_EXERCISE TASK_
Rewrite the lines of the listing from the line containing "out the clear" through the end of the listing, replacing "athletic shoe" with "running shoe" and leaving everything else unchanged. Omit the pictures from your answer.

[begin GIVEN DATA]

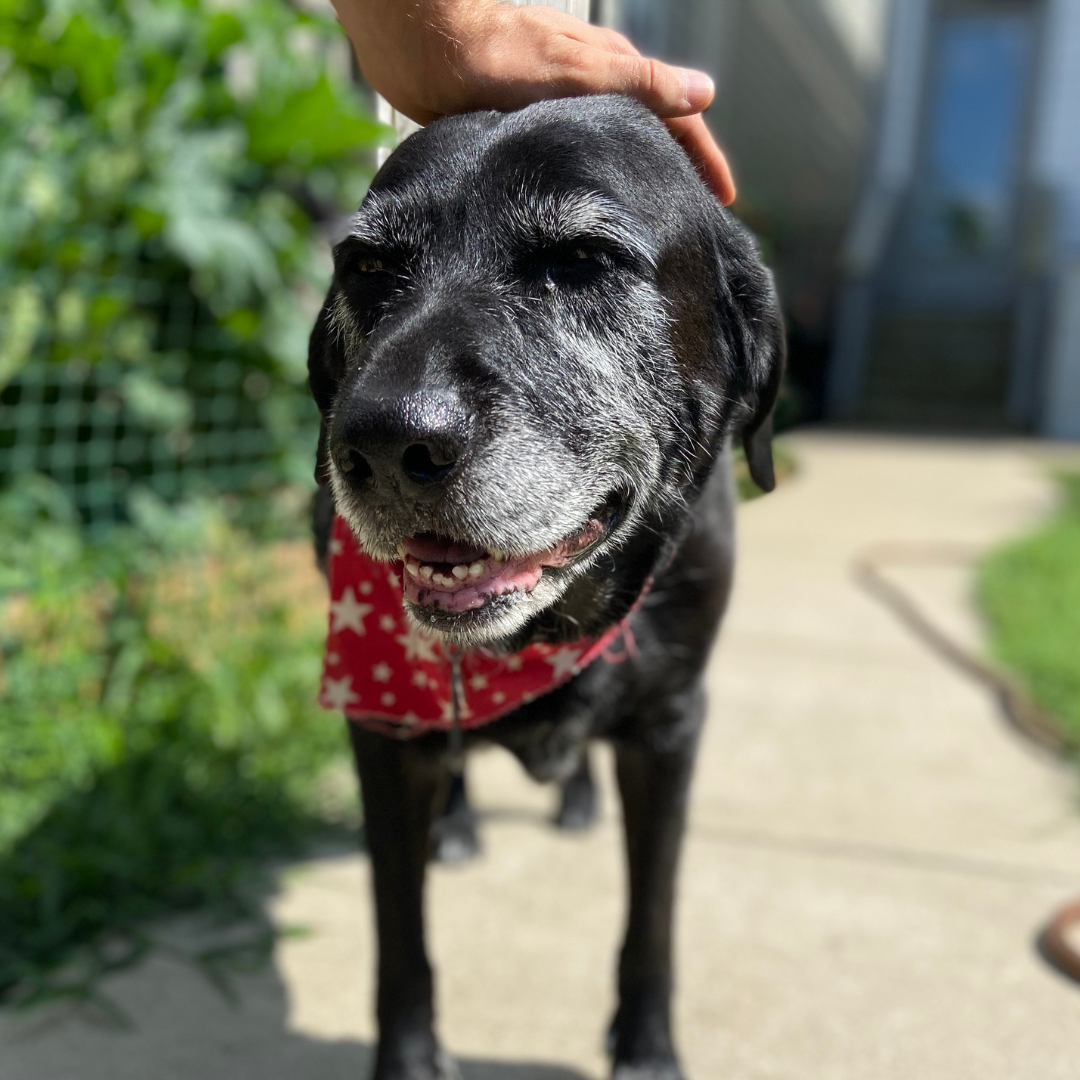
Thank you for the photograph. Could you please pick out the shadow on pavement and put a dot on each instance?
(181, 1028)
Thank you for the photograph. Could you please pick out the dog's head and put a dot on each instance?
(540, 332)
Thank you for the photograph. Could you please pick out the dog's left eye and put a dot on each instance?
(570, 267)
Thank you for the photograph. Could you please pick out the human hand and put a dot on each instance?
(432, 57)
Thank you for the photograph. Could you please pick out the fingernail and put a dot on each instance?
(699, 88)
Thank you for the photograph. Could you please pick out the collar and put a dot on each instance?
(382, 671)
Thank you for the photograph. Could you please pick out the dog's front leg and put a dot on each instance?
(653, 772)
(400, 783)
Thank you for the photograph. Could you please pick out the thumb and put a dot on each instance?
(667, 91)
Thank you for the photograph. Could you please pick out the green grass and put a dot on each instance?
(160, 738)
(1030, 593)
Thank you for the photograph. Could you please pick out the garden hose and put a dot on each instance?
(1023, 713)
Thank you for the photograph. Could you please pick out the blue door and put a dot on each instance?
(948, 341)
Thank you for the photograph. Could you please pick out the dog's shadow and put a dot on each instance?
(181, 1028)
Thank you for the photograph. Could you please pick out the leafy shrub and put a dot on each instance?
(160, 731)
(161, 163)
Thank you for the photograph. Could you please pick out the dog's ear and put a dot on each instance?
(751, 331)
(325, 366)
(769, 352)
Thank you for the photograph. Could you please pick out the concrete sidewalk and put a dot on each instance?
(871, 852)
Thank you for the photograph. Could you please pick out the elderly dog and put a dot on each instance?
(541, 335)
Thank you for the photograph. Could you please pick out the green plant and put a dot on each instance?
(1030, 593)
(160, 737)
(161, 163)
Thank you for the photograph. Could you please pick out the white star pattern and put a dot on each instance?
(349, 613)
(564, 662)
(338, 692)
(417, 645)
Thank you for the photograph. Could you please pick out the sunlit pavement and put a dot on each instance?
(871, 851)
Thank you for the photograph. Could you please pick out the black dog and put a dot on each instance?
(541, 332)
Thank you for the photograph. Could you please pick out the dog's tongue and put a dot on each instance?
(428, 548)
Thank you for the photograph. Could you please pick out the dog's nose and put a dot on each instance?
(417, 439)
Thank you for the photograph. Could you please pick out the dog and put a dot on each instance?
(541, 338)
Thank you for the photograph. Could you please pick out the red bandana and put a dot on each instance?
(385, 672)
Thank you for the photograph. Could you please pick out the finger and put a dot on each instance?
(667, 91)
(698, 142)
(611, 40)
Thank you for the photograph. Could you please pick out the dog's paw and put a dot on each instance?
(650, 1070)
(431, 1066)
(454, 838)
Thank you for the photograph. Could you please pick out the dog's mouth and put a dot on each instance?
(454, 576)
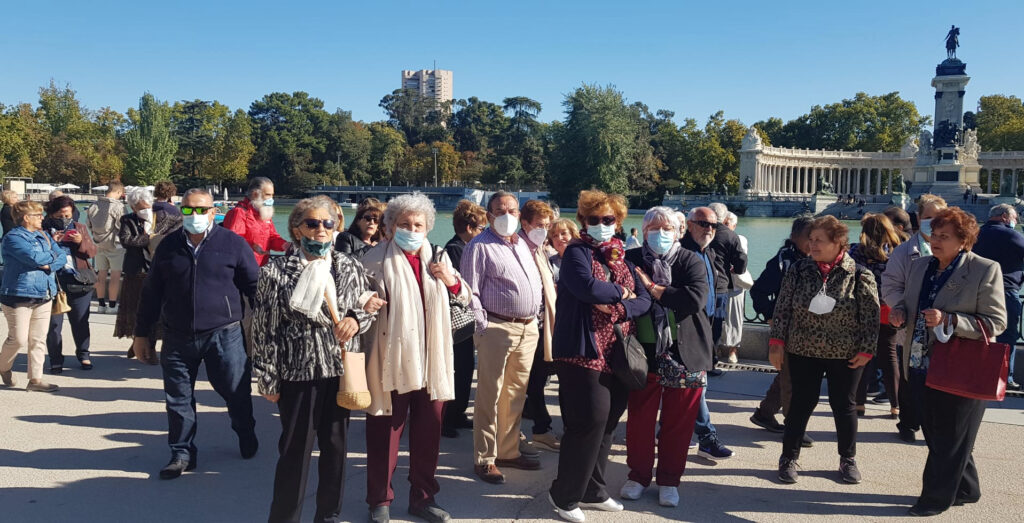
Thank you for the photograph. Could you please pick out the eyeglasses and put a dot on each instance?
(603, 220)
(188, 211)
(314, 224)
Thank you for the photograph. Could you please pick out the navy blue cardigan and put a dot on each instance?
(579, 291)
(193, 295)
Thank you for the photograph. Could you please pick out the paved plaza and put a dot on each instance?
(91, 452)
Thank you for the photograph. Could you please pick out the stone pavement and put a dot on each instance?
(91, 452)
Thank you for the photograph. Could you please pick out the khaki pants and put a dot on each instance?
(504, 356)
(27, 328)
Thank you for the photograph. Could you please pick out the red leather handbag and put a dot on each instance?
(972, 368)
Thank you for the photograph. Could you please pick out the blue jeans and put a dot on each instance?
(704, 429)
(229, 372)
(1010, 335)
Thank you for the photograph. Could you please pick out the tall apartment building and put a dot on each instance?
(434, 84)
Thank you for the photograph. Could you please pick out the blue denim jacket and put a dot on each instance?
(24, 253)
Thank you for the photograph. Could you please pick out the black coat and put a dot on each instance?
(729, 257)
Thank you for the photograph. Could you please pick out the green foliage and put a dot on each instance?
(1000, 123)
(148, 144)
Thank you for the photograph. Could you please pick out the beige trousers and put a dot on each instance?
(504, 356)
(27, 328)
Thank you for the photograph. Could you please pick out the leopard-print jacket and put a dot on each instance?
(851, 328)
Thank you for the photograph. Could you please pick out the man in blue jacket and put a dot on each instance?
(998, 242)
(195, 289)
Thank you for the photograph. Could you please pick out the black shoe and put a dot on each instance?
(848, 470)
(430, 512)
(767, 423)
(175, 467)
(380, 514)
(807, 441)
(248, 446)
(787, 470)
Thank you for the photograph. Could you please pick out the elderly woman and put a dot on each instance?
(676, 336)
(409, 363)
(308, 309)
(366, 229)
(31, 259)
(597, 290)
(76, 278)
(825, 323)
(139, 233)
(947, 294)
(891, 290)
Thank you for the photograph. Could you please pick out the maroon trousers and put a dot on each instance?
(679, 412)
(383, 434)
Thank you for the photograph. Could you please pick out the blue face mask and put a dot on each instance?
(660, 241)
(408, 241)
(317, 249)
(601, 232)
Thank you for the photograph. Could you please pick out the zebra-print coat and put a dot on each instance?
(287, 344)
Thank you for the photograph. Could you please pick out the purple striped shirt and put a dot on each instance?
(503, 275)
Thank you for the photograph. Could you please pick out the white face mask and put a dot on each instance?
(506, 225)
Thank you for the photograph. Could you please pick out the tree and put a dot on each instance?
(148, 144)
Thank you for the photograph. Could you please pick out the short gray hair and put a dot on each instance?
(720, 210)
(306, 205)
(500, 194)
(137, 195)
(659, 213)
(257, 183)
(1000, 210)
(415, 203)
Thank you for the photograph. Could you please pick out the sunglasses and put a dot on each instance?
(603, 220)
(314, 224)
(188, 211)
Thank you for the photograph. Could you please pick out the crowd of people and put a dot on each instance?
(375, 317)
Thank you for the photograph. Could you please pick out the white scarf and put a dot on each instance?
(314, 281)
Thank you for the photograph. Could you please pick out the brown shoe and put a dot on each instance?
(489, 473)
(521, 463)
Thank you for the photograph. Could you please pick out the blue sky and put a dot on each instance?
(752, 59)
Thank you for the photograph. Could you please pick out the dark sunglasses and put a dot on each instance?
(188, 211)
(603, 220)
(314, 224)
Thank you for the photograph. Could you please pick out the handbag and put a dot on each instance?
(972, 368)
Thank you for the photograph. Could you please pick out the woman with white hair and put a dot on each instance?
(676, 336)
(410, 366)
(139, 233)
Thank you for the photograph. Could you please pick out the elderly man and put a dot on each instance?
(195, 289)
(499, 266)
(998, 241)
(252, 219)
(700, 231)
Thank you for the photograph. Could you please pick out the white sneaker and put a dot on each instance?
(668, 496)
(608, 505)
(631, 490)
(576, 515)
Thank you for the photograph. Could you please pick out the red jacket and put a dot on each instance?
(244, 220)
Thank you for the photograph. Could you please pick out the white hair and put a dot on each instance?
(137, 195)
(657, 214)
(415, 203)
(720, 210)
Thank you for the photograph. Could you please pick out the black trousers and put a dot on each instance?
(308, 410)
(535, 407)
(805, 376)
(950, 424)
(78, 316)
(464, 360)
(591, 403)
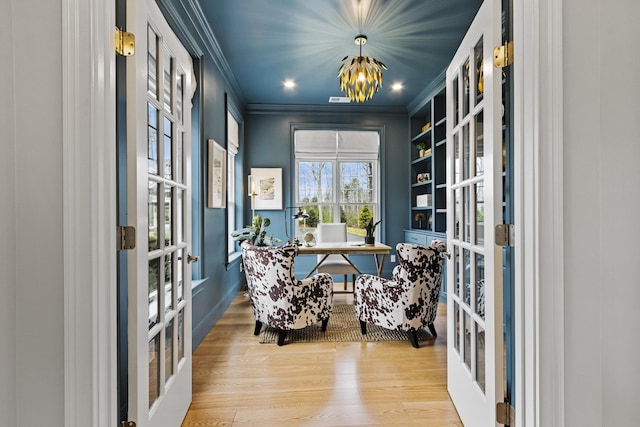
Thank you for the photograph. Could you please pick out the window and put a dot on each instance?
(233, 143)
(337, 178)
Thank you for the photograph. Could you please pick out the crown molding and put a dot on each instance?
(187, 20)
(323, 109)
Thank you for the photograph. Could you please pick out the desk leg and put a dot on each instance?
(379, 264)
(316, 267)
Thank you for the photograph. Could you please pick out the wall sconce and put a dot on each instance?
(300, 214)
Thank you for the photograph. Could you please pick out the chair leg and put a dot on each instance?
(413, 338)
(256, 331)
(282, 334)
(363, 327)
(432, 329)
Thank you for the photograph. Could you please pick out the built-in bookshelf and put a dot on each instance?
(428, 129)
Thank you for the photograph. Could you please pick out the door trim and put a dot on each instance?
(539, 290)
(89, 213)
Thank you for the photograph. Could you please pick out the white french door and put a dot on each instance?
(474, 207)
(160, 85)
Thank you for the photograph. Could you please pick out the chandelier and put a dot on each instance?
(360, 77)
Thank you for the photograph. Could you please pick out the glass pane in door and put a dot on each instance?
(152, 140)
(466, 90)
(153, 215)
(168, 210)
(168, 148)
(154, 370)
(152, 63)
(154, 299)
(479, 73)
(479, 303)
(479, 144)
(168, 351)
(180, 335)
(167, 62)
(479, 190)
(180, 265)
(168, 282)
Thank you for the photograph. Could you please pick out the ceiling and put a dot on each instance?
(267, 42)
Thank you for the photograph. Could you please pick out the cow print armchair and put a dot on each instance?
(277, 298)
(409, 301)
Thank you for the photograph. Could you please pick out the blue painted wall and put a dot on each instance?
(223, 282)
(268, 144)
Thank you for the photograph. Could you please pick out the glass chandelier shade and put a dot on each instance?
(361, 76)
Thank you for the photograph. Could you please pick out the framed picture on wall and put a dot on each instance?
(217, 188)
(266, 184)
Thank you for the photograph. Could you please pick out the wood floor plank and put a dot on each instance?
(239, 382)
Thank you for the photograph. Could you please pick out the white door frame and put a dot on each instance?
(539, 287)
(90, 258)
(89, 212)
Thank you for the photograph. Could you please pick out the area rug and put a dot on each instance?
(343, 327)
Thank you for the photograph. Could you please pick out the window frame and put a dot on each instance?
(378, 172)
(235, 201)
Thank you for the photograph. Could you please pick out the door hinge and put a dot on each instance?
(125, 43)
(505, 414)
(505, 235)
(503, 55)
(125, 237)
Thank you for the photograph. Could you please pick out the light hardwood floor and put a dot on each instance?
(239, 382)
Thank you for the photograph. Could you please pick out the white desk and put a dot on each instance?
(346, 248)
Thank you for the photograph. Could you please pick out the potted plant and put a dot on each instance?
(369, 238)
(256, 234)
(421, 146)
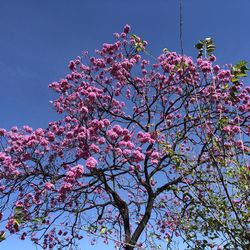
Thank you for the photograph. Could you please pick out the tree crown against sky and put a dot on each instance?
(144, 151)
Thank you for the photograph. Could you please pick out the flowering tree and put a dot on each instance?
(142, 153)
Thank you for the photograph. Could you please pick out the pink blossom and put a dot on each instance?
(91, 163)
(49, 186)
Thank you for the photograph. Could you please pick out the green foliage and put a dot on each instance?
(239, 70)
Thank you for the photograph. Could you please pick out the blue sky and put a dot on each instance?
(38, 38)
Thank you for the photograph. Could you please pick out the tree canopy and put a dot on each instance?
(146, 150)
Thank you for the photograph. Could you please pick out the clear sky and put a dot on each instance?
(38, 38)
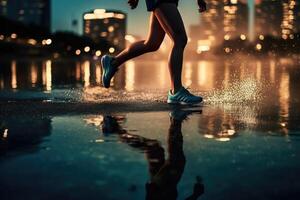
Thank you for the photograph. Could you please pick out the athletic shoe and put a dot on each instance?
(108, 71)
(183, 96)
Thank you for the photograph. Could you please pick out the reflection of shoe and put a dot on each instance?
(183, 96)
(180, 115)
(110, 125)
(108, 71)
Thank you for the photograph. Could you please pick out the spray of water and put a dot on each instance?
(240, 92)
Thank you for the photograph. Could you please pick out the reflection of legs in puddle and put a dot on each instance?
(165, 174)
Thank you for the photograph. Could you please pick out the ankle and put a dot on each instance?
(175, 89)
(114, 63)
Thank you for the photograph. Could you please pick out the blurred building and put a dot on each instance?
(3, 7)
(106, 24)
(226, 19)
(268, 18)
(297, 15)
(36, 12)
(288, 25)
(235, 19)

[end GIVEN DATA]

_OUTPUT FOR THIS EXERCISE_
Thank you for the photograph. Could you please pick out the clear sky and put a dot on each instance?
(38, 38)
Thank you for the photograph. Could you please pick out the running shoe and put a dot on each instance?
(108, 71)
(183, 96)
Thank you for the photograph. Could you please pick out the reflection of shoe and put a dot on each instance?
(183, 96)
(180, 115)
(110, 125)
(108, 71)
Thank you for the photograph. Could you please pick out the spray of water and put a dot on each instance?
(240, 92)
Thank you for the photograph. Could you please pick out the reflection of legs in puddle and put a dot on each instance?
(165, 174)
Thank you for the photograph. Could you please pick out the ankle and put a dot on each instance?
(175, 89)
(114, 63)
Thank you for the photograph. Could you please pick out the blurred building and put a dot on each instance?
(3, 7)
(106, 24)
(226, 19)
(268, 18)
(297, 15)
(36, 12)
(288, 25)
(235, 19)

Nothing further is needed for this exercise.